The problem:
Set down each record below exactly as it stands. Pictures are not part of the copy.

[Image-grounded pointing data]
○ ○ ○ ○

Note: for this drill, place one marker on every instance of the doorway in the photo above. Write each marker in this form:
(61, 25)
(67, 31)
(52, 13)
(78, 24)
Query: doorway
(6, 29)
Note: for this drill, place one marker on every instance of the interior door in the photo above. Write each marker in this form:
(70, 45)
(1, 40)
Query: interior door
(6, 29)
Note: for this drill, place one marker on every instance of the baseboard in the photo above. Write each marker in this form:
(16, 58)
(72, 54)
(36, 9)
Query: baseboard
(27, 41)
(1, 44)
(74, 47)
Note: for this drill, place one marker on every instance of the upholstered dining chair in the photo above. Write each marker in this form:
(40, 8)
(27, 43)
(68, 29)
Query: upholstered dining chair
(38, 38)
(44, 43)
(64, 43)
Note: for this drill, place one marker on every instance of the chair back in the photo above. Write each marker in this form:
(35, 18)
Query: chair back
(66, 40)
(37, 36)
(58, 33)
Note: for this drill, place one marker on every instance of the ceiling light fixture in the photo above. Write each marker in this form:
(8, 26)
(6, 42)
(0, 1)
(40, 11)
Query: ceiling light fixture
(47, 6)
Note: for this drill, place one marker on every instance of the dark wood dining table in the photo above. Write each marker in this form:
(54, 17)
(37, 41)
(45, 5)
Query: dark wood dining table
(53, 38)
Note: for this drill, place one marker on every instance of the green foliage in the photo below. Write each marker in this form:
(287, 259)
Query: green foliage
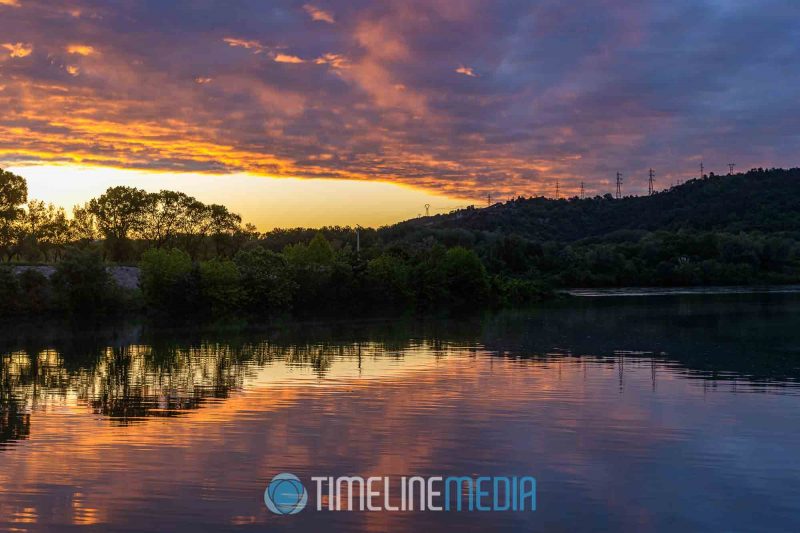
(36, 293)
(219, 285)
(83, 286)
(9, 292)
(167, 280)
(466, 281)
(388, 283)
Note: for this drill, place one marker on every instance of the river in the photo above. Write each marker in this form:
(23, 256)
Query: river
(662, 413)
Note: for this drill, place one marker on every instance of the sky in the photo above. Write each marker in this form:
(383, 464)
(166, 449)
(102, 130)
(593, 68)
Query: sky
(361, 112)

○ ○ ○ ○

Written response:
Note: for this drill, place one marker on every instance of the doorway in the photo above. Write each marker in this form:
(61, 25)
(67, 31)
(52, 13)
(78, 24)
Query: doorway
(6, 29)
Note: for this drill, place one marker on every instance of the interior door in the photo above. Write each marker in this form:
(70, 45)
(1, 40)
Query: interior door
(6, 29)
Note: for this drill, place one marker on every instance of the baseboard in the photo above. Write each marker in this form:
(16, 58)
(72, 54)
(36, 9)
Query: baseboard
(27, 41)
(1, 44)
(74, 47)
Note: for this drill, place one marker on every instance of the upholstered dining chair in the photo above. Write each marker in this form:
(40, 8)
(27, 43)
(68, 29)
Query: upholstered dining chair
(38, 38)
(44, 43)
(64, 43)
Note: for this drill, place one marker on every instance of the chair back in the photo above. Write each marker in this form:
(35, 18)
Query: chair back
(66, 40)
(37, 36)
(58, 33)
Note: for this drill, place one marker on every instance of the ceiling light fixture in the photo above. Write each marker in this form:
(8, 26)
(6, 42)
(0, 1)
(40, 11)
Query: ceiling light fixture
(47, 6)
Note: for this drill, place one marker on every instance of the dark wood dining table in the photo above. Write each marker in this form:
(54, 17)
(37, 41)
(45, 5)
Query: dark wood dining table
(53, 38)
Note: for this drill, place one marker on every instance of the green foliage in the photo below. Write each marker in this form:
(287, 259)
Query: green foliage
(36, 293)
(219, 285)
(83, 286)
(9, 292)
(167, 280)
(466, 281)
(388, 283)
Note: for this drill, place one marker on every instance of the river in the photo above. Write each marker in this form:
(23, 256)
Query: river
(662, 413)
Note: for this drill, place one marker on every instance of the sky in the photo above. Write each marker in this form:
(383, 464)
(166, 449)
(102, 130)
(593, 68)
Query: sky
(361, 112)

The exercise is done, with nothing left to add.